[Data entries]
^^^^^^^^

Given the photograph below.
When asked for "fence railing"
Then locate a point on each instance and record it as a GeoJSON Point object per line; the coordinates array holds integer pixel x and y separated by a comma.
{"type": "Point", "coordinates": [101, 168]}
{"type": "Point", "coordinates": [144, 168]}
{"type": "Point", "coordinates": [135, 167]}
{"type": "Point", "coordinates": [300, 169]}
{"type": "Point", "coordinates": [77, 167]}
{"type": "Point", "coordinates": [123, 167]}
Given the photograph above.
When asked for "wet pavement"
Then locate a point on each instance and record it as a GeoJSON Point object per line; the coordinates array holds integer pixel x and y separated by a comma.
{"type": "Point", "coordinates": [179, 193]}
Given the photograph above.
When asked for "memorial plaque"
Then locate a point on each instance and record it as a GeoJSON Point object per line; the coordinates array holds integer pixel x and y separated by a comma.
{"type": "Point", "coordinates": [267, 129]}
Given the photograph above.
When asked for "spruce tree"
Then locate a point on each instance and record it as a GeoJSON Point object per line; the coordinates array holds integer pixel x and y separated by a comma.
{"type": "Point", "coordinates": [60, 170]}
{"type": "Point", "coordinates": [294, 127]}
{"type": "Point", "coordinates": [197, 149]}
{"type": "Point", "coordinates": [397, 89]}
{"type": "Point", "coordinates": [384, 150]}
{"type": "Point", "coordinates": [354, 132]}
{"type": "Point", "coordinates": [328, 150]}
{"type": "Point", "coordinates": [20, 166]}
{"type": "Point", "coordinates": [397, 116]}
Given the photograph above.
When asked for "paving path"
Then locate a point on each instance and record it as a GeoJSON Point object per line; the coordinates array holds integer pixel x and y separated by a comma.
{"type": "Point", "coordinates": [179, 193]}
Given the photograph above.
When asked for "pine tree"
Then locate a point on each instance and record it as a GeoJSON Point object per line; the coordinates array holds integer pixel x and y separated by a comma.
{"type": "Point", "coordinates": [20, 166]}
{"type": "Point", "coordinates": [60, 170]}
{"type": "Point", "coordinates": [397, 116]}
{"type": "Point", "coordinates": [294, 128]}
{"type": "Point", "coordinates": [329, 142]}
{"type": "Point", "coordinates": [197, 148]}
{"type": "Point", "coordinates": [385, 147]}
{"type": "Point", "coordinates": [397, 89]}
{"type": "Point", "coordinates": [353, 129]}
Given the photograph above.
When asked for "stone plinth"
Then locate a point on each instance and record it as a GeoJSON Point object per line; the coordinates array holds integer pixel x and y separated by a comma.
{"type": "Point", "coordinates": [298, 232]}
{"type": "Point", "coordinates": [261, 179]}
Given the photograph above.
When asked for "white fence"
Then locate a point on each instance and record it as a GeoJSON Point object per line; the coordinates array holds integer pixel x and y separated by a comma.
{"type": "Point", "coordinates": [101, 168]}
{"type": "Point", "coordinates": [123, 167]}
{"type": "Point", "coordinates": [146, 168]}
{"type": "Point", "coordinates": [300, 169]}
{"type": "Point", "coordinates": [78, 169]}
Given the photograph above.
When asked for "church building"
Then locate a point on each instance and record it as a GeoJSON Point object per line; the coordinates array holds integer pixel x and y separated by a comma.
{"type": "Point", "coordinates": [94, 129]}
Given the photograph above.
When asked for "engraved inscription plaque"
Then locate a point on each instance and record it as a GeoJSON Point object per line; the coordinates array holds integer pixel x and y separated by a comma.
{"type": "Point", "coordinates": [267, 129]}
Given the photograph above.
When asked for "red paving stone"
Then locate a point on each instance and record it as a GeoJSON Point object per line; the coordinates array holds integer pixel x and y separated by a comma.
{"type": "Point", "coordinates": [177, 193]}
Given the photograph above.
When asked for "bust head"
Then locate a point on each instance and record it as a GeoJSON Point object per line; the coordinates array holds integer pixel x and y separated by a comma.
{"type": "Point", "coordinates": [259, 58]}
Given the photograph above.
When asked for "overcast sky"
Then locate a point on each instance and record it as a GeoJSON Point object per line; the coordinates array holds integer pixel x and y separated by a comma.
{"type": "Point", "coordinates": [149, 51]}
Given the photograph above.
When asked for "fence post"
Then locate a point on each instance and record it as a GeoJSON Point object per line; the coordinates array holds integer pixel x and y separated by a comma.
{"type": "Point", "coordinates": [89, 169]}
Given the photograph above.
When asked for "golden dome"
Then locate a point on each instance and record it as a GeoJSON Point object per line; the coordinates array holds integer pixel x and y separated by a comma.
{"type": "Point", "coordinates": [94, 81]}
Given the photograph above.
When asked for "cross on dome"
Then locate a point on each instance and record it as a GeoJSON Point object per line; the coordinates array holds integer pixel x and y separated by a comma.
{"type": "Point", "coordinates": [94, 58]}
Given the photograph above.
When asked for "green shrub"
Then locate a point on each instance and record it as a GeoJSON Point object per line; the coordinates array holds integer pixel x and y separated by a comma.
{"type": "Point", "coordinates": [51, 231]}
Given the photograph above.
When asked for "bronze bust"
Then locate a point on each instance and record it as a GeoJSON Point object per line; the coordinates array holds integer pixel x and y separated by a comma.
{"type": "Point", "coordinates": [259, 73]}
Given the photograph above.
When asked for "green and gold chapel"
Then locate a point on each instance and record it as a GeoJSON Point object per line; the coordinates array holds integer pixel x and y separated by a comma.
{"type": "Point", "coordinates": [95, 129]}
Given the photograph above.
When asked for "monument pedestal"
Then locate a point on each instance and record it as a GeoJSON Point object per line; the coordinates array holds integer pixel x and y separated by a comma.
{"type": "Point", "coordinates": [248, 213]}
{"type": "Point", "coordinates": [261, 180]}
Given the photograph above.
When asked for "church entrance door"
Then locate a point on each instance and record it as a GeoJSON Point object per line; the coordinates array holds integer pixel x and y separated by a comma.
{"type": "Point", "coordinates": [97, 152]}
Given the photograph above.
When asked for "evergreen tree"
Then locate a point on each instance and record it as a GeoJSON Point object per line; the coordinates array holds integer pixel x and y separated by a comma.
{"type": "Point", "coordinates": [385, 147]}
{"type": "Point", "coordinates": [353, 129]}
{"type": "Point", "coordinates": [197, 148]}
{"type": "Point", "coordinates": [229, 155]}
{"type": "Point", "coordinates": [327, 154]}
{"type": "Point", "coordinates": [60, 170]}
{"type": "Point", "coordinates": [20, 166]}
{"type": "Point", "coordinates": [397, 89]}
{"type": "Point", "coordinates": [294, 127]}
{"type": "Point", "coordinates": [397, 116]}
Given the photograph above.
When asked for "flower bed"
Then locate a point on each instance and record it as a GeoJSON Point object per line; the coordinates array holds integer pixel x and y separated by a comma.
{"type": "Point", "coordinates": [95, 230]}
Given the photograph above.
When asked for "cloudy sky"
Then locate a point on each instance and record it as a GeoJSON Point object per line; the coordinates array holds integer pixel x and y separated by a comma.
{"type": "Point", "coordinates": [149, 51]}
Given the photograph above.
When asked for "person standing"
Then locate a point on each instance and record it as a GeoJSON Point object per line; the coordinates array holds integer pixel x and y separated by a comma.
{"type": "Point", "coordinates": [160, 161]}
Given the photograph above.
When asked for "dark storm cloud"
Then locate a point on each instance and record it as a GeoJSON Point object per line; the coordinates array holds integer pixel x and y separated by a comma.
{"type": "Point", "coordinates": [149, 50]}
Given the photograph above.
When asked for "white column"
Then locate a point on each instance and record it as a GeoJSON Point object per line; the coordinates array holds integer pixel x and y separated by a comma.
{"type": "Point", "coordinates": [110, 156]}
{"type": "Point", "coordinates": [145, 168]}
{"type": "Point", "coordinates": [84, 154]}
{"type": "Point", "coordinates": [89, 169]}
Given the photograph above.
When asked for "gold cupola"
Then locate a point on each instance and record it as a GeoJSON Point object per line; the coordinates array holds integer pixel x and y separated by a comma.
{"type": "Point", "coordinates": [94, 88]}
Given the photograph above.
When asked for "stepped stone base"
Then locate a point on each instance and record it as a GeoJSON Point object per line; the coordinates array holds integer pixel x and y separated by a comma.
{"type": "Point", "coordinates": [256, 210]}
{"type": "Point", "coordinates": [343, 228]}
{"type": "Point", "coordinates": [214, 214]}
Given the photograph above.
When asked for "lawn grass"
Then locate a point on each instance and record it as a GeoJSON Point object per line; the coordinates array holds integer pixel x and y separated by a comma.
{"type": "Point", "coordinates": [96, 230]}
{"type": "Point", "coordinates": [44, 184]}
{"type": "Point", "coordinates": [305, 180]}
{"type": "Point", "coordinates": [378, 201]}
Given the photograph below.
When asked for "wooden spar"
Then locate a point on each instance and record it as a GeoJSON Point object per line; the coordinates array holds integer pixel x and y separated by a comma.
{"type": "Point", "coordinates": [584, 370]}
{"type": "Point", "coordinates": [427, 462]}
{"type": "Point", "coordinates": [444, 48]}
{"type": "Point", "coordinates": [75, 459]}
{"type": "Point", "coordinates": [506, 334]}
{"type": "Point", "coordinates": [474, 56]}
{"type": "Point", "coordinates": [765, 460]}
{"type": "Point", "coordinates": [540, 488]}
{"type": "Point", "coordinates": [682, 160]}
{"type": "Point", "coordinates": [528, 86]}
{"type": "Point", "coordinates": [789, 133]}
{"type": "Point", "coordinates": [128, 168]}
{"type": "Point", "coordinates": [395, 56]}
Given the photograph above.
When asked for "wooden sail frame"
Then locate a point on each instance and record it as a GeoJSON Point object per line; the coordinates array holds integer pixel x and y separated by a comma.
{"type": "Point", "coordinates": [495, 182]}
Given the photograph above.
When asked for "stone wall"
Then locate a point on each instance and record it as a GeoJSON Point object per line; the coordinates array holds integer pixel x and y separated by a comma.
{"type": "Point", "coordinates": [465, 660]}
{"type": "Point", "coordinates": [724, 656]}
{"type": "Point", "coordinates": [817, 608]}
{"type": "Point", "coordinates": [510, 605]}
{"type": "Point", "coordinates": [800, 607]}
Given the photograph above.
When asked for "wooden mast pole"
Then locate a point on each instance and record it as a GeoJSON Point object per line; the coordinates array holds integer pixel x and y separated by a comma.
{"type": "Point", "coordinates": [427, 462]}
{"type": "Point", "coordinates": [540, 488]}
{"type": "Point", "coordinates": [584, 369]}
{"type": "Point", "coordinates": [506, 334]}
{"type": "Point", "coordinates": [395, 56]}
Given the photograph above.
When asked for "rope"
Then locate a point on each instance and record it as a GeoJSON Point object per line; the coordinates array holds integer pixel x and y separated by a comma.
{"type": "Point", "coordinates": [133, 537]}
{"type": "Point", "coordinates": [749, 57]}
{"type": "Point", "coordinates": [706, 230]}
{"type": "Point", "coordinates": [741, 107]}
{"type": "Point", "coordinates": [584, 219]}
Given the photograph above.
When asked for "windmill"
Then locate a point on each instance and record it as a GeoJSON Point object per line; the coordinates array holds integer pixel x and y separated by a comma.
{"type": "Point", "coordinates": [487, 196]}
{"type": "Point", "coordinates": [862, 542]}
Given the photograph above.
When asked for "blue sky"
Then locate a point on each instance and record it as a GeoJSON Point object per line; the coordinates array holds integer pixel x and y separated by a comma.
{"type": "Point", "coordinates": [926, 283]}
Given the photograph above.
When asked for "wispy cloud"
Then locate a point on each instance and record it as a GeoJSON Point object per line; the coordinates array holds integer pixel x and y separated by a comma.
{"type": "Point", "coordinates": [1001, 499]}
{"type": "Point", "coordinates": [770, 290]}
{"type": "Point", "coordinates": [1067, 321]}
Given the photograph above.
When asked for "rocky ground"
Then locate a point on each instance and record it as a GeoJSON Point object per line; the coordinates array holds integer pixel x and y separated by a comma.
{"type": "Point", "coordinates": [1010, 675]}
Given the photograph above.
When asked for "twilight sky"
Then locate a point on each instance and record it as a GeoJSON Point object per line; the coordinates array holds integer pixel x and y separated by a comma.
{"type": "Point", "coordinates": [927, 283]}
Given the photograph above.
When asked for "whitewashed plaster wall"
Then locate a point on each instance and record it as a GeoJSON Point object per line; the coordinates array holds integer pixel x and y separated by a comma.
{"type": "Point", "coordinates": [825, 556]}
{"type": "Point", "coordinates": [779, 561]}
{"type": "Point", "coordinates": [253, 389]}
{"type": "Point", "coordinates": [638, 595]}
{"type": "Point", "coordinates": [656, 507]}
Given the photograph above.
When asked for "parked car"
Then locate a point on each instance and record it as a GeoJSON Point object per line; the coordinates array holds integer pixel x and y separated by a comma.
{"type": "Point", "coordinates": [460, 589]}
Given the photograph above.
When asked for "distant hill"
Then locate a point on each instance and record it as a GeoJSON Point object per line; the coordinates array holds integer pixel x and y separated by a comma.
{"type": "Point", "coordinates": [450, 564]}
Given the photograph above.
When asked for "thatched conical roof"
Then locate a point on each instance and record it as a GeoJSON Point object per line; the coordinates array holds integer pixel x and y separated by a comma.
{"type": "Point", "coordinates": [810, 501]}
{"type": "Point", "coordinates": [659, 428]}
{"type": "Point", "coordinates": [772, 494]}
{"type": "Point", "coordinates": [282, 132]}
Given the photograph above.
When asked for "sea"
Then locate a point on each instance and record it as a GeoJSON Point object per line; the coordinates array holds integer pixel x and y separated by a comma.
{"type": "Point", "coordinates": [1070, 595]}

^^^^^^^^

What is expected. Using the records above, report each line with the string "dome".

Solution for this exercise.
When asked for "golden dome"
When asked for "cross on dome"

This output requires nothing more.